▶ **Pagina**
============

Nel merito, la questione sarebbe priva di fondamento. L’assunto secondo cui la quantificazione degli oneri potrebbe essere rinviata alla legge di bilancio solo in caso di oneri di natura non obbligatoria non sarebbe, infatti, applicabile con riguardo a una normativa regionale risalente al 1982, ben precedente all’entrata in vigore delle richiamate disposizioni statali che su tale materia intervengono. Lo stanziamento effettuato per il primo anno di applicazione della legge reg. Emilia-Romagna n. 58 del 1982 si sarebbe poi rivelato, in sede applicativa, più che capiente, a conferma della esattezza della prognosi effettuata dall’assemblea legislativa.
3.‒ All’udienza pubblica la difesa regionale ha insistito per l’accoglimento delle conclusioni formulate nelle memorie scritte.
1.‒ La Corte dei conti, sezione regionale di controllo della per l’Emilia Romagna, nel corso del giudizio di parificazione del rendiconto della Regione Emilia-Romagna per l’esercizio finanziario 2018, dubita, sotto vari profili, della legittimità costituzionale di alcune disposizioni di leggi della Regione Emilia-Romagna sulla cui base sono state autorizzate spese, iscritte in due capitoli del citato rendiconto, necessarie al pagamento dell’integrazione regionale al trattamento di fine servizio (TFS) dei dipendenti regionali.
1.1.‒ Più precisamente, il Collegio rimettente, motivando sulla rilevanza delle questioni, premette che, dall’esame dei capitoli di bilancio, risulta che le risorse destinate alla integrazione regionale sono state accantonate in uno specifico fondo (il «Fondo di accantonamento per l’integrazione regionale all’indennità di fine servizio»), iscritto in un apposito capitolo di bilancio (il capitolo U89360), introdotto in attuazione di quanto previsto dalla legge regionale di approvazione del bilancio regionale preventivo 2018/2020 (legge della Regione Emilia-Romagna 27 dicembre 2017, n. 27 recante «Bilancio di previsione della Regione Emilia-Romagna 2018-2020»). Tali risorse sono da considerare congiuntamente a quelle già iscritte – come nei rendiconti relativi ai precedenti esercizi finanziari – nel capitolo U04150 (denominato «Oneri dipendenti dalla integrazione regionale delle indennità premio di servizio al personale per il quale non opera la ricongiunzione dei servizi»), inerenti alla concreta "movimentazione” degli impegni di spesa relativi alla medesima integrazione. La normativa di autorizzazione della spesa prevista nei due capitoli è individuata: nella legge della Regione Emilia-Romagna 14 dicembre 1982, n. 58 (Omogeneizzazione del trattamento di previdenza del personale regionale), che, all’art. 1, ha istituito la richiamata integrazione regionale al TFS; nell’art. 15, comma 3, della legge della Regione Emilia-Romagna 30 aprile 2015, n. 2 (Disposizioni collegate alla legge finanziaria per il 2015), che, pur abrogandola, l’ha fatta salva per i dipendenti che avessero almeno un anno di anzianità di servizio presso la Regione; infine, nell’art. 8 della legge della Regione Emilia-Romagna 29 luglio 2016, n. 13 (Disposizioni collegate alla legge di assestamento e seconda variazione generale al bilancio di previsione della Regione Emilia-Romagna 2016-2018) che, con norma di interpretazione autentica, ha precisato che essa può essere riconosciuta solo ai dipendenti regionali in servizio presso la Regione al momento dell’entrata in vigore della citata legge regionale n. 2 del 2015.

============

▶ **Estratto dei dati**

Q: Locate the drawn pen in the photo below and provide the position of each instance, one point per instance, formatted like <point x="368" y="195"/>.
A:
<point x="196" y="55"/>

============

▶ **Consegne**
1) Stabilisci se ciascuna affermazione concorda con il testo sul trattamento di fine servizio, rispondendo sì o no e citando alla lettera le parole decisive: (a) la legge reg. Emilia-Romagna n. 58 del 1982 è anteriore alle disposizioni statali richiamate; (b) il capitolo U89360 è stato introdotto in attuazione della legge di bilancio 2016-2018; (c) l'art. 15, comma 3, della legge reg. n. 2 del 2015 ha fatto salva l'integrazione per i dipendenti con almeno un anno di anzianità di servizio presso la Regione.
2) Prosegui il testo sul trattamento di fine servizio a partire dal punto in cui si interrompe.

▶ **Risposte per punto**
1)
(a) Sì: «ben precedente all’entrata in vigore delle richiamate disposizioni statali che su tale materia intervengono».
(b) No: «introdotto in attuazione di quanto previsto dalla legge regionale di approvazione del bilancio regionale preventivo 2018/2020».
(c) Sì: «l’ha fatta salva per i dipendenti che avessero almeno un anno di anzianità di servizio presso la Regione».

2)
Il Collegio rimettente ritiene che le citate disposizioni regionali siano illegittime, anzitutto, in quanto invasive di sfere di competenza statale esclusiva. Esse avrebbero determinato un illegittimo aumento della spesa per il personale regionale. Non sarebbe, pertanto, possibile procedere alla parificazione dei due capitoli inerenti a tale spesa, senza prima sollevare questione di legittimità costituzionale. Ove, infatti, tali norme di autorizzazione della spesa fossero dichiarate costituzionalmente illegittime, la spesa sarebbe priva di copertura finanziaria e quindi lesiva dell’art. 81, terzo comma, della Costituzione. Pertanto, la Sezione si troverebbe a validare un risultato di amministrazione non corretto.
1.2.‒ Tanto premesso, la Sezione regionale di controllo sospende la parificazione dei due capitoli e formula le questioni di legittimità costituzionale delle richiamate disposizioni regionali.
Queste ultime violerebbero, in primo luogo, la sfera di competenza legislativa statale esclusiva nelle materie «previdenza sociale» e «ordinamento civile» (art. 117, secondo comma, lettere o e l, Cost.), con conseguente ridondanza sui parametri finanziari di cui agli artt. 81 e 97 Cost. L’amministrazione regionale, infatti, avrebbe individuato apposite risorse volte a compensare un trattamento illegittimo in favore dei dipendenti regionali, determinando la riduzione di altre poste del risultato di amministrazione.
Le medesime disposizioni si porrebbero, inoltre, in contrasto con i principi fondamentali e con le norme fondamentali di riforma economico sociale, determinando un’ingiustificata disparità di trattamento dei dipendenti regionali rispetto ai dipendenti pubblici del restante territorio nazionale. Esse violerebbero anche il principio di proporzionalità della retribuzione di cui all’art. 36 Cost., che vieta, nel rapporto di lavoro pubblico, di erogare incrementi retributivi sulla base di meri meccanismi automatici, privi di correlazione con l’attività prestata, nonché il connesso principio di effettività delle prestazioni, che crea un nesso inscindibile fra prestazioni rese e retribuzione delle stesse (art. 7, comma 5, decreto legislativo 30 marzo 2001, n. 165, recante «Norme generali sull'ordinamento del lavoro alle dipendenze delle amministrazioni pubbliche»). Infine, le medesime disposizioni entrerebbero in collisione con i principi di coordinamento della finanza pubblica, in quanto incrementerebbero la spesa regionale in tema di personale, che è fondamentale aggregato della spesa corrente.
La Sezione rimettente ritiene, inoltre, che gli artt. 1 e 8 della legge reg-Emilia-Romagna n 58 del 1982 e l’art. 15, comma 3, della legge reg. Emilia-Romagna n. 2 del 2015, vìolino l’obbligo di copertura finanziaria di cui all’art. 81, terzo comma, Cost.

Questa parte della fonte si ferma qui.